Task to carry out:
Can you write out the data below again, replacing "tag" with "mark" everywhere it occurs and keeping all else the same?

Given data:

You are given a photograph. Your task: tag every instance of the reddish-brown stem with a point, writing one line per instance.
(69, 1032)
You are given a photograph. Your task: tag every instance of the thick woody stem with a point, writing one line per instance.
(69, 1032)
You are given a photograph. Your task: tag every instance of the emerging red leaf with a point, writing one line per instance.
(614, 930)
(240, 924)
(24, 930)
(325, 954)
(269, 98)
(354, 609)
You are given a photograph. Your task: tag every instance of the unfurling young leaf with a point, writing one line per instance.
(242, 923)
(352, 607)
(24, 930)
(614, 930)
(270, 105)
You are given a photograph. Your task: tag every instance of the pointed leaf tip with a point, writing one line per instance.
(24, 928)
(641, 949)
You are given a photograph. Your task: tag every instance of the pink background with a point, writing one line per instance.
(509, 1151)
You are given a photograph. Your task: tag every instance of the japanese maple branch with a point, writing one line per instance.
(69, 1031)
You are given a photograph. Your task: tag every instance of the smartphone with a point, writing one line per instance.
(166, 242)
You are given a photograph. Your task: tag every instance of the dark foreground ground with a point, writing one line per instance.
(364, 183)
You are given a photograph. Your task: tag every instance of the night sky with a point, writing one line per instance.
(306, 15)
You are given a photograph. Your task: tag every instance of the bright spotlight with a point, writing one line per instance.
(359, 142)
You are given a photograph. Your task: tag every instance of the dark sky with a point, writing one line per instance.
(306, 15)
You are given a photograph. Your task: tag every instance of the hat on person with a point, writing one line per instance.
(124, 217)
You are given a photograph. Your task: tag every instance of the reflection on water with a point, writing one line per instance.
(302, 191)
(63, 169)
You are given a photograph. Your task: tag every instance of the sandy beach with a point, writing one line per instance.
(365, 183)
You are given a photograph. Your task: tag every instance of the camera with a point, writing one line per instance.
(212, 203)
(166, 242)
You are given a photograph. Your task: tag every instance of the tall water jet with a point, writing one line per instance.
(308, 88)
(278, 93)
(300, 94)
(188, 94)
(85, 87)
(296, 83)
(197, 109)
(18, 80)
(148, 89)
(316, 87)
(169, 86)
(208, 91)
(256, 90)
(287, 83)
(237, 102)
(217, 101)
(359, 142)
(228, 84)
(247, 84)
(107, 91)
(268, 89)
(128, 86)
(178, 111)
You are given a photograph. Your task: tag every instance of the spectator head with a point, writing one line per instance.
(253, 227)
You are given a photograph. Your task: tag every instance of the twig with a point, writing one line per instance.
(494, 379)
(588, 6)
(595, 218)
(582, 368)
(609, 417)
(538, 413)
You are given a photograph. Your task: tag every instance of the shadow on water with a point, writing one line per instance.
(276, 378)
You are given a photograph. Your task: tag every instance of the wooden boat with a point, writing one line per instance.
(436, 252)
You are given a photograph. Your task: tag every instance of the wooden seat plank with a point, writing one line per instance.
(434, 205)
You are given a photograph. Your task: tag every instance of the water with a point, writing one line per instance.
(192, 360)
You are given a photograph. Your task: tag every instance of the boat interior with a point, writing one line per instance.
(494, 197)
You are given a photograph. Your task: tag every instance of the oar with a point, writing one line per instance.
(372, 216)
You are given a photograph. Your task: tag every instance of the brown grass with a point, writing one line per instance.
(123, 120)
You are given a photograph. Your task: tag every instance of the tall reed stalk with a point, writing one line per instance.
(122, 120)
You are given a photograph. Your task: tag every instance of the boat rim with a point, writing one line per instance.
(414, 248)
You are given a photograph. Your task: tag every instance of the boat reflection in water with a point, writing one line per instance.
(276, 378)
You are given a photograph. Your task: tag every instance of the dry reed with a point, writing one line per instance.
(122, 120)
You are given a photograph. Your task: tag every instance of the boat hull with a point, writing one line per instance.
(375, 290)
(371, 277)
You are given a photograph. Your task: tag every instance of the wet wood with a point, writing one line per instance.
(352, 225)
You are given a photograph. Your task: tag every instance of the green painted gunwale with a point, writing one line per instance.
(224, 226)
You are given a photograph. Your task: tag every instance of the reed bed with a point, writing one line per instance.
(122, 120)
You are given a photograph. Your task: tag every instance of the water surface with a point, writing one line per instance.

Response to this task:
You are given a photograph. Your task: mark every instance of the reddish-brown stem with a point, writing one line per instance.
(69, 1032)
You are given a photograph. Your task: mark every instance of the thick woody stem with a point, writing one line per instance.
(69, 1032)
You are given a photograph. Your task: mark every instance of the emerging red leaf with a point, writing one line per instance.
(614, 930)
(240, 924)
(24, 930)
(325, 954)
(269, 98)
(354, 609)
You are given a photograph. Your task: mark every instance of the unfurling young leaf with a point, writing one line per instance.
(242, 923)
(352, 607)
(24, 930)
(614, 930)
(270, 105)
You are given a photograph. Your task: mark every instance of the pointed leaf tip with a point, writing one line per instance.
(24, 928)
(641, 949)
You are given a photograph. Your task: mark every instance of the pink background with a point, writing one line per instance.
(509, 1151)
You are given a photograph. Your task: mark every instance of the japanese maple branch with a point, writing one line per instance.
(69, 1031)
You are given a photograph. Your task: mark every instance of the smartphone with a point, writing one line per instance.
(166, 242)
You are given a photograph. Your task: mark every instance of the dark foreground ground with a point, writing one line per instance.
(364, 183)
You are given a photograph. Your task: mark every instance of the night sky with a point, writing one line per instance.
(306, 15)
You are given a photograph. Your task: mark every instance of the bright spotlight with a point, writing one line per instance.
(359, 142)
You are given a photograph. Your task: mark every instance of the dark sky with a point, writing one line per instance.
(306, 15)
You are given a photograph. Your task: mark every instance of the hat on person with a point, writing one line per instance.
(124, 217)
You are given a photograph. Your task: mark every instance of the reflection on water with a point, writing one line per instance.
(302, 191)
(63, 169)
You are given a photograph. Your task: mark every instance of the sandy beach with a point, writing one line per instance.
(365, 183)
You are given a photograph. Your task: mark every instance of the camera with a point, writing one line per instance.
(212, 203)
(166, 242)
You are given a photograph. Your task: mark every instance of the tall water jet with a point, writing one line per instance.
(308, 88)
(278, 93)
(300, 94)
(188, 94)
(85, 87)
(296, 83)
(197, 109)
(18, 80)
(148, 89)
(316, 87)
(169, 86)
(208, 91)
(256, 90)
(287, 83)
(237, 102)
(217, 101)
(359, 142)
(228, 84)
(247, 84)
(107, 91)
(268, 89)
(128, 86)
(178, 111)
You are given a photograph. Your task: mark every instance of the spectator head with a point, writing one line per instance.
(253, 227)
You are given a photograph. Your task: mark every instance of the twig with a point, writing one line per instance.
(494, 379)
(588, 6)
(595, 218)
(582, 368)
(609, 417)
(538, 413)
You are given a photograph. Your task: mark every instance of the shadow on water with a point, writing one line per instance.
(276, 378)
You are given a photograph. Your task: mark every instance of the wooden boat with a point, writing one line per instance.
(436, 252)
You are given a photograph. Your task: mark every instance of the wooden seat plank with a point, writing one line per instance.
(434, 205)
You are given a photograph. Your task: mark every instance of the water with a point, writing one line per instance.
(192, 360)
You are given a photograph. Your task: mark every instance of the boat interior with a point, writing one line per instance.
(494, 197)
You are given a photograph. Your task: mark every instance of the oar with a point, writing one line per instance.
(372, 216)
You are given a photograph. Your task: mark every instance of the brown grass with a point, writing one line per instance.
(123, 120)
You are given a photograph. Your task: mark every instance of the tall reed stalk with a point, writing one line per instance.
(122, 120)
You are given a photograph. Your task: mark every instance of the boat rim with a point, writing one line per instance.
(414, 248)
You are given a photograph. Your task: mark every instance of the boat reflection in water with a point, writing one line per instance.
(276, 378)
You are given a photograph. Your task: mark every instance of the dry reed with a point, writing one line per instance.
(122, 120)
You are given a photograph. Your task: mark every instance of the boat hull with a point, writing one line per instance.
(375, 290)
(371, 277)
You are given a photograph. Your task: mark every instance of the wet wood with a point, writing one line per instance.
(352, 225)
You are given a photograph. Your task: mark every instance of the green painted gunwale with a point, writing one line per instance.
(224, 226)
You are given a photograph. Your task: mark every instance of the reed bed with a point, writing one line per instance.
(122, 120)
You are given a photograph. Your task: mark every instance of the water surface with a point, writing one line per instance.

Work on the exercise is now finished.